Return every record below exactly as written, omitting any pictures.

**Named-object pointing records**

• • • •

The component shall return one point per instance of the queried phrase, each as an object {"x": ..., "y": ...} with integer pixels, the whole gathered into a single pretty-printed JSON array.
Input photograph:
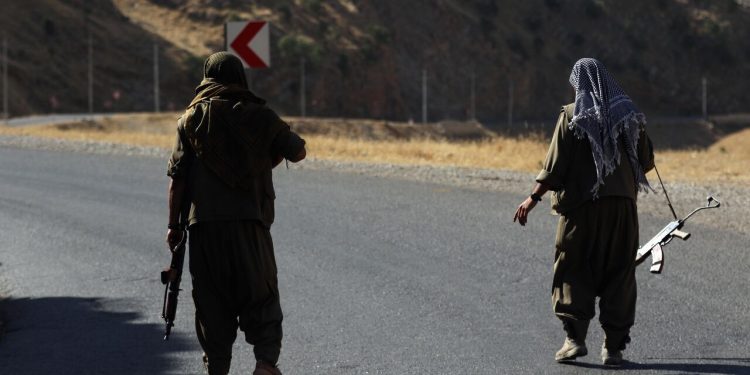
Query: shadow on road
[
  {"x": 683, "y": 368},
  {"x": 67, "y": 335}
]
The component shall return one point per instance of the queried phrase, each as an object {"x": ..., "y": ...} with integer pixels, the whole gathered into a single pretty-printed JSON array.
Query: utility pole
[
  {"x": 424, "y": 96},
  {"x": 704, "y": 84},
  {"x": 91, "y": 74},
  {"x": 302, "y": 100},
  {"x": 156, "y": 77},
  {"x": 473, "y": 97},
  {"x": 510, "y": 103},
  {"x": 5, "y": 77}
]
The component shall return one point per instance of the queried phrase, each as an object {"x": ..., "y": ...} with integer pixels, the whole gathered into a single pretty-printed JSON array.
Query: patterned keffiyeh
[{"x": 604, "y": 113}]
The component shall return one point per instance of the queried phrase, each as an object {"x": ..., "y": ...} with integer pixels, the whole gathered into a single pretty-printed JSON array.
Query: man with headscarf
[
  {"x": 227, "y": 142},
  {"x": 595, "y": 165}
]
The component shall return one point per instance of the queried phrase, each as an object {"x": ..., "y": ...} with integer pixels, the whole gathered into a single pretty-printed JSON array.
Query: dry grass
[
  {"x": 725, "y": 161},
  {"x": 500, "y": 153}
]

• • • •

**WORKED SOLUTION**
The component shall return one point per instance of the queried phrase, each as an object {"x": ..., "y": ...} with integer pixels, the whole gathered into a single pretty-printed JSON array.
Input photograph:
Query: shadow on road
[
  {"x": 683, "y": 368},
  {"x": 67, "y": 335}
]
The component shall return one point per instance of the queried phrase, each as an object {"x": ..., "y": ...} with integer pixels, the whole gathered into a single pretty-printed JSON array.
Query: utility pole
[
  {"x": 424, "y": 96},
  {"x": 704, "y": 84},
  {"x": 91, "y": 74},
  {"x": 302, "y": 100},
  {"x": 156, "y": 77},
  {"x": 473, "y": 97},
  {"x": 510, "y": 103},
  {"x": 5, "y": 77}
]
The component shall return one point per instance of the queried phrase, each as an object {"x": ..., "y": ...} with integer pixels, the whole gathered into a single pretty-printed JSON array.
Query: patterned keffiyeh
[{"x": 604, "y": 113}]
The component shall return one point per instance of the queried phrase, each as an object {"x": ..., "y": ...} with integer pixels, the whole gathered into a single pretty-printed JSON array.
Query: man with headscarf
[
  {"x": 227, "y": 142},
  {"x": 595, "y": 165}
]
The component shall return one point per instance of the queried phrase, each as an object {"x": ..., "y": ...} with integer pixels, the whole gathered into a single pretty-printed JSON array.
Query: dry grass
[
  {"x": 725, "y": 161},
  {"x": 500, "y": 153}
]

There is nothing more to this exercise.